* [TEXT PROVIDED]:
□ □ □ □ □

GPGPU

 

General Purpose Graphics Processor Unit (GPGPU)

NVIDIA has made the computing engine of their graphics processing units (GPU‘s) accessible to programmers. This engine is technically called the Compute Unified Device Architecture, CUDA for short, is a parallel computing architecture developed by NVIDIA used to render images that are to be displayed on a computer screen. These devices can be programmed using a variant of C or C++ and the NVIDIA compiler. While the CUDA engine is programmer accessible in virtually all of NVIDIA’s newer graphics cards, GPU‘s, they also make specially purposed devices that are used exclusively for computation called GPGPU or, more commonly, just GPU.

 

Minerva has a total of 20 nodes configured with 4 NVIDIA GPU cards each:

  • 12 Intel nodes each with 32 cores, 384GiB RAM, and 4 NVIDIA V100 GPU cards with 16GB memory on each card (see more)
  • 8 Intel nodes each with 48 cores, 384GiB RAM, and 4 NVIDIA A100 GPU cards with 40GB memory on each card (see more)

 

Accessing the GPU Nodes

The GPU nodes must be accessed by way of a queued job. There are nodes on the interactive and gpu queues. Therefore, your job must specify either:

-q interactive

or

-q gpu

To specify which type of GPU you want:

-R v100

or

-R a100

If the job is submitted to the interactive queue, make sure you specify the model GPU that is in that queue. Otherwise, your job will stall in the queue.

 

In addition, the number of GPU cards on each node to be allocated to your job must be specified using the LSF rusage specification, e.g.:

 

-R rusage[ngpus_excl_p=1]       # For 1 GPU card

-R rusage[ngpus_excl_p=3]        # For 3 GPU cards

 

If your program needs to know which GPU cards have been allocated to your job (not common), LSF sets the CUDA_VISIBLE_DEVICES environment variable to specify which cards have been assigned to your job.

 

Supplemental Software

One almost certainly will need auxiliary software to utilize the GPUs. Most likely the CUDA libraries from NVIDA and perhaps the CUDNN libraries. There are several versions of each on Minerva. Use:

 

ml avail cuda

and/or

ml avail cudnn

 

to determine which versions are available for loading.

For developers, there are a number of CUDA accelerated libraries available for download from NVIDIA.

□ □ □ □ □

* [PROVIDED INFORMATION]:

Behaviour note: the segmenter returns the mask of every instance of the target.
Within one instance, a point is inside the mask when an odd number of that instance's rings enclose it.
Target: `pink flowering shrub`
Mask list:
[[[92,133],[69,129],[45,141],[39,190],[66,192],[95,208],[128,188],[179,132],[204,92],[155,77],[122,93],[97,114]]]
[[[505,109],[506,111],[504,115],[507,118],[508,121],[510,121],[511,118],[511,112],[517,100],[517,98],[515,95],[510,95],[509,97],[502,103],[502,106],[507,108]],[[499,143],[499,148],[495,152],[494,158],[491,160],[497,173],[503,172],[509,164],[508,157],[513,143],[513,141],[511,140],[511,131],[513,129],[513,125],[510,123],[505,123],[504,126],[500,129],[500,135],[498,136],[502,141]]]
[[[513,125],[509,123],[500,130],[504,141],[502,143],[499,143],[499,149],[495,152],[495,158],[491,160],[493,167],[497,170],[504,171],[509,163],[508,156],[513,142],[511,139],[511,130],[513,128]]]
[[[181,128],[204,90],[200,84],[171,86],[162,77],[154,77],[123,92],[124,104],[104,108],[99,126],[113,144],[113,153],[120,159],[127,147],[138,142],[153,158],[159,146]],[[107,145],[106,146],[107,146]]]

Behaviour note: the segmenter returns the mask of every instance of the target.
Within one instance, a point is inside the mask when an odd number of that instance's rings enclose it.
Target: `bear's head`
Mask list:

□ □ □ □ □

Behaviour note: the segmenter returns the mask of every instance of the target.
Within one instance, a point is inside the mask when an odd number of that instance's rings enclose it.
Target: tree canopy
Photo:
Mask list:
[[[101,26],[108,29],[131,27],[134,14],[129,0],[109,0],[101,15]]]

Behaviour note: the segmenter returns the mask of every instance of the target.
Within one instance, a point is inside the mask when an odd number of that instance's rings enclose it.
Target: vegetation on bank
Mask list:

□ □ □ □ □

Pick up the page on using the GPU nodes on Minerva from where it stops and continue it.

Interactive Submission

Minerva sets aside a number of GPU enabled nodes to be accessed via the interactive queue. This number is changed periodically based on demand but is always a small number, e.g, 1 or 2. The number and type of GPU will be posted in the announcement  section of the home page.

 

To open an interactive session on one of these nodes:

bsub -P acc_xxx -q interactive -n 1 -R v100 -R rusage[ngpus_excl_p=1] -W 01:00 -Is /bin/bash

Alternatively, one can open an interactive session on one of the batch GPU nodes. This is particularly useful if the interactive nodes do not have the model GPU you would like to use:

bsub -P acc_xxx -q gpu -n 1 -R a100 -R rusage[ngpus_excl_p=1] -W 01:00 -Is /bin/bash

 

Batch Submission

Batch submission is a straightforward specification of the GPU related bsub options in your LSF script.

bsub < test.lsf

Where test.lsf is something like:

#BSUB -q gpu
#BSUB -R a100
#BSUB -R rusage[ngpus_excl_p=1]
#BSUB -n 1
#BSUB -W 4
#BSUB -P acc_xxx
#BSUB -oo test.out

ml cuda
ml cudnn

echo “salve mundi”

 

Accessing the Local SSD on the a100 GPU Nodes

To take advantage of the local 1.8 TB SSD, request the resource using the rusage specification, for example:

-R “rusage[ssd_gb=1000]”

This example will allocate 1000GB of dedicated SSD space to your job.

 

We would advise you to make your ssd_rg request to be <= 1,500 (1.5T).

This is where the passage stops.